→ Excerpted passage:
____

The Teaching of Hebrew in European Universities
7th EAJS Summer Colloquium, Yarnton Manor, 18th to 20th July 2005
The 2005 Summer Colloquium, held at Yarnton Manor near Oxford, from 18 to 20 July, with generous assistance from the British Academy, was devoted to the question of the teaching of Hebrew in European universities. While a number of papers addressed aspects of the Hebrew language and its teaching, participants also discussed the present state of Hebrew in European universities. It very soon emerged that this is a timely, indeed urgent, subject for discussion. Speaker after a speaker painted a bleak picture of rapid and dramatic decline in the range and depth of Hebrew study available to students in different European countries (the sole exception being France). While not all European countries were represented at the Colloquium, there was no reason to suppose that the picture would be significantly different in the others.
Summaries of the various papers are given below, but the urgent concerns voiced at the colloquium demand to be given prominence at the outset of this report. The steep decline in Hebrew teaching was attributed not to a lack of interest but to reforms of university education, mainly stemming from the Bologna Accord, and to a funding crisis. Given the central place of Hebrew within Jewish Studies, the following manifesto was agreed by those present:
“We consider the teaching of Hebrew to be necessary for many central aspects of Jewish Studies, and therefore we call on the membership of the European Association of Jewish Studies to do all they can to ensure that in each country in Europe there is at least one centre where Hebrew is taught in depth.”
I shall come back to this manifesto at the end of my report. I have placed the text at the beginning to ensure maximum publicity and in the hope of stimulating an active debate and indeed some action.

____

→ Dataset extract:
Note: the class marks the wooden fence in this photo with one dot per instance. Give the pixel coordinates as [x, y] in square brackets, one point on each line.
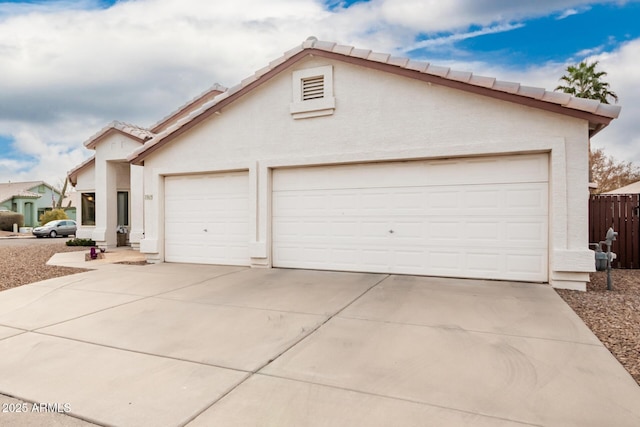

____

→ Set of tasks:
1. In the colloquium report, what caused the steep decline in Hebrew teaching?
2. Say whether each statement agrees with the colloquium report, and quote the words that decide it: (a) The colloquium received help from the British Academy. (b) France was among the countries showing a decline in Hebrew study. (c) The decline in Hebrew teaching was blamed on students losing interest.
3. Copy the words of the colloquium report starting at "I shall come" and ending at "indeed some action.".

→ Answers per task:
1. Reforms of university education, mainly stemming from the Bologna Accord, and a funding crisis.

2.
(a) Yes: "with generous assistance from the British Academy"
(b) No: "(the sole exception being France)"
(c) No: "attributed not to a lack of interest"

3.
I shall come back to this manifesto at the end of my report. I have placed the text at the beginning to ensure maximum publicity and in the hope of stimulating an active debate and indeed some action.